Problem to work on
Print the records below exactly as they appear.

The records
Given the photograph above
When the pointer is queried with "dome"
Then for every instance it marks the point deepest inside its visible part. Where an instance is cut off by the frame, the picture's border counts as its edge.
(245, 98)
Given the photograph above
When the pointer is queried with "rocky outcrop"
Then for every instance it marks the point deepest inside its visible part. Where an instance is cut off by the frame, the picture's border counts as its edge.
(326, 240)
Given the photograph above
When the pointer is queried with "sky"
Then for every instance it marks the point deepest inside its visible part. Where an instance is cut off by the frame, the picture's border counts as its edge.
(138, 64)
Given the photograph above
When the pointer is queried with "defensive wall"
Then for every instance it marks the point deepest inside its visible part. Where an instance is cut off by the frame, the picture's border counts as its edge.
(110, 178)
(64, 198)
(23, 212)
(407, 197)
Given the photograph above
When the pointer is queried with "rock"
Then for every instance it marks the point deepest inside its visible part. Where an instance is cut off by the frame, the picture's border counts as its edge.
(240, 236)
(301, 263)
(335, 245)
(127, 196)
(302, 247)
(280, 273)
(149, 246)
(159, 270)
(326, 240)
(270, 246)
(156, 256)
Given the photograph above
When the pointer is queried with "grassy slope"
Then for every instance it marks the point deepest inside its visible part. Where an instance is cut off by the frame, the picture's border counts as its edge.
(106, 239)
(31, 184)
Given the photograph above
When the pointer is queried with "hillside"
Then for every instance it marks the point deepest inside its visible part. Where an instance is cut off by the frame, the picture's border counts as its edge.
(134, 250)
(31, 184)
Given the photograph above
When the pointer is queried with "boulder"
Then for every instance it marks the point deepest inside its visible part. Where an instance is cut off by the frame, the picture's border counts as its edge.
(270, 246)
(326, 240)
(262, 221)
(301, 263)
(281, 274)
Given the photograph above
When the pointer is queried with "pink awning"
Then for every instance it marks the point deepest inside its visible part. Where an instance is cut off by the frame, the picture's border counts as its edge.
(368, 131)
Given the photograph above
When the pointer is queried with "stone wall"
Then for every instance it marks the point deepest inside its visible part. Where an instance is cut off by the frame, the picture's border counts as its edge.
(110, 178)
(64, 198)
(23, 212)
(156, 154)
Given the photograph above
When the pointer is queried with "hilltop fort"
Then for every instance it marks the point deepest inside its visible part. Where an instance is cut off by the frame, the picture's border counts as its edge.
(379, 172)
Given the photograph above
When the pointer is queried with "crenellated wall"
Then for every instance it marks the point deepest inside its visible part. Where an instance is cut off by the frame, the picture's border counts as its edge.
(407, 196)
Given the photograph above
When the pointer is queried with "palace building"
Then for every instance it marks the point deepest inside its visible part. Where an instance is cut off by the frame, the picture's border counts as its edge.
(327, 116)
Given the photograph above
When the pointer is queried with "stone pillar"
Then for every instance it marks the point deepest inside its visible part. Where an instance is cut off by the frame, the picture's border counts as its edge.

Solved exercise
Given the photograph above
When the pointer is queried with "dome"
Then for every instance it marks the point deepest inside its visible part. Where an instance is cut off by the frame, the picture's border counts as its edge.
(245, 98)
Given the photograph above
When the pointer is queried with "rocky outcrop"
Then for every instance it marks the point deepest inside its visible part. Where an instance is cut off by the frame, the picture's border counts as its edge.
(326, 240)
Given the photograph above
When the pointer is queried with "sky"
Then for every instance it marks the point deepest inside its visible part. Where an instance is cut off by the frame, the picture's border counts as its edge.
(138, 64)
Given the photograph above
When the pointer is queried with "defensive wall"
Then for every instance it marks the point deepest inside its visible part. Where an instance is cut off by the frame, the picture's border counts as its edge.
(110, 178)
(64, 198)
(23, 212)
(407, 197)
Given the photograph above
When the pointer is queried with "rock"
Then for every instance it marks the point deepest inside its visible part. Where an instance is cut off by the frame, the picture's border counts as its edge.
(240, 236)
(301, 263)
(335, 245)
(127, 196)
(302, 247)
(280, 273)
(149, 246)
(159, 270)
(326, 240)
(270, 246)
(156, 256)
Given the photograph above
When the pointer is queried with "grassy slope"
Then for every instance it marks the point deepest inside its visible part. Where an instance is cut off by the frame, the picture's border counts as its edge.
(106, 239)
(31, 184)
Given the photograph above
When the pointer is queried with "hillside"
Then for every instance it marks the point deepest inside its visible part. Where an instance is cut off by the frame, the picture's border counts as its edge.
(134, 250)
(31, 184)
Given the photograph above
When the pointer is queried with "boulder"
Then for every instance it marks the point deepest inside its visible part. Where an instance is cut off by the frame, the picture's border counts as its edge.
(270, 246)
(326, 240)
(262, 221)
(301, 263)
(281, 274)
Given the photograph above
When the pointer is queried with "pink awning"
Then for every instance it marks the point deepest inside its visible part. Where an instance is cut off by the frame, the picture's border counts as its edge.
(368, 131)
Given the photograph above
When the pointer is queried with "stone wall"
Then for every instance it marks the point deepest inside its visible part. Where an instance is cut off by the frame, the picture's border counts as its edge.
(110, 178)
(64, 198)
(23, 212)
(156, 154)
Given the photograph above
When the pointer is queried with "hilltop fort"
Then for every instance it marks the point deepest inside its visible part. Where an instance is cut off by the frame, the picture's border counts as its edge.
(379, 172)
Given the photograph above
When the pointer is queried with "crenellated wall"
Then for every instance it marks the point deepest inside its visible part. Where an instance is cut off by the frame, the picture's border counts as its edge.
(407, 196)
Given the photograph above
When the pointer is queried with "palace building"
Then for every instance it marks the point deepest inside its visible part. Where an instance is cut off by the frame, the picture's border counts as its edge.
(327, 116)
Given the photograph above
When the pointer is queried with "stone pillar"
Then for every instance it marks the point deepest inside its visible part. Where an instance is cut off by the frame, the picture's border counts as its edge.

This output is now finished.